Give the lines again exactly, from the one holding "Reviewer note: check that each instance of the red rock" to the last line of the listing below, both ends included and nothing added.

+ + + +

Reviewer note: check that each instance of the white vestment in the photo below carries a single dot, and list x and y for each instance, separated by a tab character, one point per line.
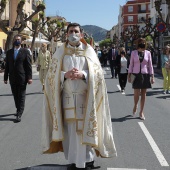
76	115
74	97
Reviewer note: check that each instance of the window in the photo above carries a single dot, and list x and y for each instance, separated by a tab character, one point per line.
149	7
143	7
130	8
130	18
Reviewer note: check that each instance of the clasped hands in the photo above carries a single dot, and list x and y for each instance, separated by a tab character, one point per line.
74	74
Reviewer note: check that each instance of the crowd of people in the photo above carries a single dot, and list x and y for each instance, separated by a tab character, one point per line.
76	114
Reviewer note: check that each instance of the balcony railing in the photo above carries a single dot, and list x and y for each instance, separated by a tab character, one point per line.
141	11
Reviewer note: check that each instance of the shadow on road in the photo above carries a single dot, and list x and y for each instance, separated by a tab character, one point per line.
3	118
5	94
110	92
46	167
122	119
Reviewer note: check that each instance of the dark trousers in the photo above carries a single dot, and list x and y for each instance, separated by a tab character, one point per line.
113	68
105	62
122	80
19	92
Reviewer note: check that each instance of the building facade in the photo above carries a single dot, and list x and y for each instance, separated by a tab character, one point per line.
135	12
10	14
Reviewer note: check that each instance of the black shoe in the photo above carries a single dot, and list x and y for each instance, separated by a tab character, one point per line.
18	118
71	167
91	165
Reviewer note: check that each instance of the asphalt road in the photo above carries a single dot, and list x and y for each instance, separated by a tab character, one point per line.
141	145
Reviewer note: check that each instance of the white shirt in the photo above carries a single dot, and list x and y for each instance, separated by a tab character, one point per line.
123	65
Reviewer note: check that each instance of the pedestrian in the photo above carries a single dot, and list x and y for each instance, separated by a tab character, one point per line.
43	62
76	117
29	49
112	54
165	62
19	70
1	51
104	54
141	67
122	64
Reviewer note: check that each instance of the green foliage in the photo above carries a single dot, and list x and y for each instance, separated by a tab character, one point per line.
98	33
88	40
3	3
106	42
149	38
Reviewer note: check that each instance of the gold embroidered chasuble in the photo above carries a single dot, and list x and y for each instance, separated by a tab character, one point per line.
96	125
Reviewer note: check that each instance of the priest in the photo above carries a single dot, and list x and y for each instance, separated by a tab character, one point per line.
76	114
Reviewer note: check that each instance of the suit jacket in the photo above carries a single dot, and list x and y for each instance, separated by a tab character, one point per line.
146	64
110	54
20	69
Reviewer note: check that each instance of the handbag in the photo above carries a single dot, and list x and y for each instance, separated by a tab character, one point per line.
38	68
132	77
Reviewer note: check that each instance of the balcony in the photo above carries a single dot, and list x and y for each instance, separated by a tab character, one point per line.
141	11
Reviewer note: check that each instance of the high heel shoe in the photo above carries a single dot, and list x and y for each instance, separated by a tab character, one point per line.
135	110
142	117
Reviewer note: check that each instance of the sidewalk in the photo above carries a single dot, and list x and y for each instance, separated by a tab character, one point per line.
156	70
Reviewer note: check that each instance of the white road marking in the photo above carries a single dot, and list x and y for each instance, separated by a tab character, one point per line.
36	73
154	146
118	86
123	169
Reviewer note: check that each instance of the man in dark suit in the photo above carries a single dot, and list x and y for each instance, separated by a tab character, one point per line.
18	68
112	54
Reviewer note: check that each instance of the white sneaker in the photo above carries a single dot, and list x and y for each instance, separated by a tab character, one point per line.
123	91
164	92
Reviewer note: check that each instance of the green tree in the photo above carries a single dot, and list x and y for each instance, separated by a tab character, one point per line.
106	42
20	22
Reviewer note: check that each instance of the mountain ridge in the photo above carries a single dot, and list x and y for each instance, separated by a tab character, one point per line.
97	32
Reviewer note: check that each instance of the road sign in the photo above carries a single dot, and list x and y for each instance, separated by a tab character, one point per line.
161	27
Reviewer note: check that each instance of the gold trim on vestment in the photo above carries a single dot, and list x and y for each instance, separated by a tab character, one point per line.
55	146
77	127
99	103
69	119
51	115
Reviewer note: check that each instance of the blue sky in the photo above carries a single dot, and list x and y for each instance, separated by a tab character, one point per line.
102	13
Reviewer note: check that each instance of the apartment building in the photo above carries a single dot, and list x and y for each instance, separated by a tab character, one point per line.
165	36
10	14
134	12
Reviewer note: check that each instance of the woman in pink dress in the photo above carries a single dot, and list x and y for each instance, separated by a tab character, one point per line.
141	67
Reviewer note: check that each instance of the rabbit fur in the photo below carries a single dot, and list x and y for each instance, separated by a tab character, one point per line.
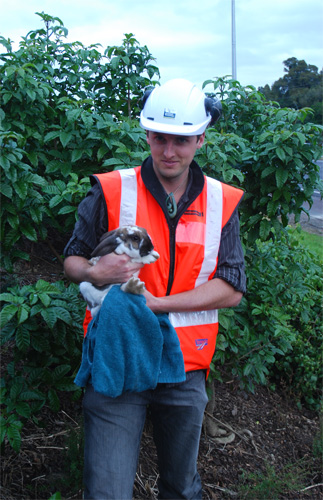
131	240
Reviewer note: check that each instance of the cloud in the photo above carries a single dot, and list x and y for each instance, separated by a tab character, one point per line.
189	38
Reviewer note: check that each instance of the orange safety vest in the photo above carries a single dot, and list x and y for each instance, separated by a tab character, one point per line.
197	240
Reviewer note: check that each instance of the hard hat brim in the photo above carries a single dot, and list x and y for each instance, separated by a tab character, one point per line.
168	128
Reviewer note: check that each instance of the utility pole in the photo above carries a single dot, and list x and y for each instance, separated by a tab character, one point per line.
233	29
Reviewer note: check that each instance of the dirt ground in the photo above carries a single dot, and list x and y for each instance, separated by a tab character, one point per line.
269	431
271	446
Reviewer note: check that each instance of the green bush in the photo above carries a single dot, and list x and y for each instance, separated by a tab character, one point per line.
275	334
41	335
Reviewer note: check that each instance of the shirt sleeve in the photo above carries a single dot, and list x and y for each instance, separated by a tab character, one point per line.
91	224
231	259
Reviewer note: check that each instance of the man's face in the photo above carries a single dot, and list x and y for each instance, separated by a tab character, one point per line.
172	154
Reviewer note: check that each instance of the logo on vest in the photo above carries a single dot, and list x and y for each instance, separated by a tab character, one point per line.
194	212
201	343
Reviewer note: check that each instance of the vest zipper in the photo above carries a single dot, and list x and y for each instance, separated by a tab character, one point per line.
172	231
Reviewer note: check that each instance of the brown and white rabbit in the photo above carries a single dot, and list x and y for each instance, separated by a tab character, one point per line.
131	240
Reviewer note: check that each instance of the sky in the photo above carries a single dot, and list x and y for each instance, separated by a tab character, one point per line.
189	39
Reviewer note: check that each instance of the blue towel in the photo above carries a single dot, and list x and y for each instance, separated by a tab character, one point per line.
128	348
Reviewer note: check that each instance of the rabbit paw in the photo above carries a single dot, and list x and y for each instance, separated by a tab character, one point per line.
134	285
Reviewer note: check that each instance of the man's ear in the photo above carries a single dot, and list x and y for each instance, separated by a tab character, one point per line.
200	141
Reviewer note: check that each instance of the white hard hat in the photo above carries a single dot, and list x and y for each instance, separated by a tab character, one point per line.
178	107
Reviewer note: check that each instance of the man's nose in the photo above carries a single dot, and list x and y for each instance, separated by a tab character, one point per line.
169	149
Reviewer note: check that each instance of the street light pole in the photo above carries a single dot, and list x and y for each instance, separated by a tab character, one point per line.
233	28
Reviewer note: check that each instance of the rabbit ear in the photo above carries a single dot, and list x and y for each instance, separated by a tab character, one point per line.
108	244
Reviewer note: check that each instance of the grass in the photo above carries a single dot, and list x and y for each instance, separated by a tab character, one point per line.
272	484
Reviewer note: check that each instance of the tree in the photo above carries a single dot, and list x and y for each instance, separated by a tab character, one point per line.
301	87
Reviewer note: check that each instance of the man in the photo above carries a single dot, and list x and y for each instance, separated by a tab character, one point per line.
193	223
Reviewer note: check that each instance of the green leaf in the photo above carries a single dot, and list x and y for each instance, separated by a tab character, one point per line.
28	231
281	177
65	137
22	339
23	314
5	189
51	135
7	313
46	300
281	154
49	317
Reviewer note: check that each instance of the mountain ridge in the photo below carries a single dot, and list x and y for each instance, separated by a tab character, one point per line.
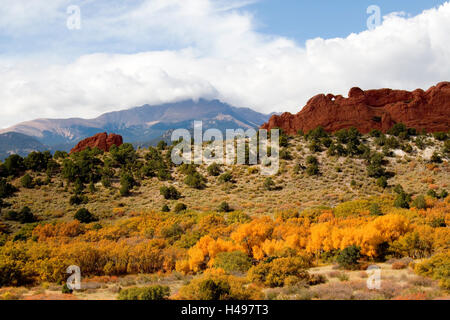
141	124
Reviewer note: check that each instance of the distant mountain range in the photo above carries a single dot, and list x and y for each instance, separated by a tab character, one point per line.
17	143
141	126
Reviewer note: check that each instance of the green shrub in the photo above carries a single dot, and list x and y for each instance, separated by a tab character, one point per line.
269	184
382	182
195	180
285	154
26	216
235	261
180	207
214	169
402	200
437	267
65	289
145	293
170	193
348	258
6	189
275	272
161	145
436	158
419	202
375	210
224	207
84	216
27	181
226	177
78	199
432	194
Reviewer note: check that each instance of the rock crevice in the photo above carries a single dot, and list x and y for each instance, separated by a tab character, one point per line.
102	141
371	109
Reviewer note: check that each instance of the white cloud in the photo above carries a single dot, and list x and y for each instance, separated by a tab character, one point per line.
218	54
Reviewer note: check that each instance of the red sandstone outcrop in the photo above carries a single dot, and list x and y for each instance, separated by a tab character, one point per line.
371	109
103	141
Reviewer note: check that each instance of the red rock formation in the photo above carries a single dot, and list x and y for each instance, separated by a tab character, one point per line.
103	141
372	109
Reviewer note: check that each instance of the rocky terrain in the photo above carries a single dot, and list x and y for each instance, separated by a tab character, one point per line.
372	109
102	141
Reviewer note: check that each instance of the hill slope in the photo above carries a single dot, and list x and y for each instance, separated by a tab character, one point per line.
17	143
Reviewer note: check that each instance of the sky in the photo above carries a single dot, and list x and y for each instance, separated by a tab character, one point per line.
81	58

+ + + +

**ANSWER BELOW**
Reviewer note: check that each instance of the red rock formation in the photo above carries a single dot, and list x and y for each instance, separated by a tab character, one point per line.
103	141
372	109
Reviewer note: check that each instance of the rocky terrain in the photo above carries a single dot, and list x and y for each instance, separated by a tab character, one point per line.
372	109
102	141
Reviewer note: check that each instance of the hill slope in the photo above carries a single dot, and list x and y for each instance, separated by a tab character, one point per line.
17	143
Reviewer note: check that each instance of the sky in the photo above carries a single dot, and list x and y for each instance, separated by a tab character, one point per line.
81	58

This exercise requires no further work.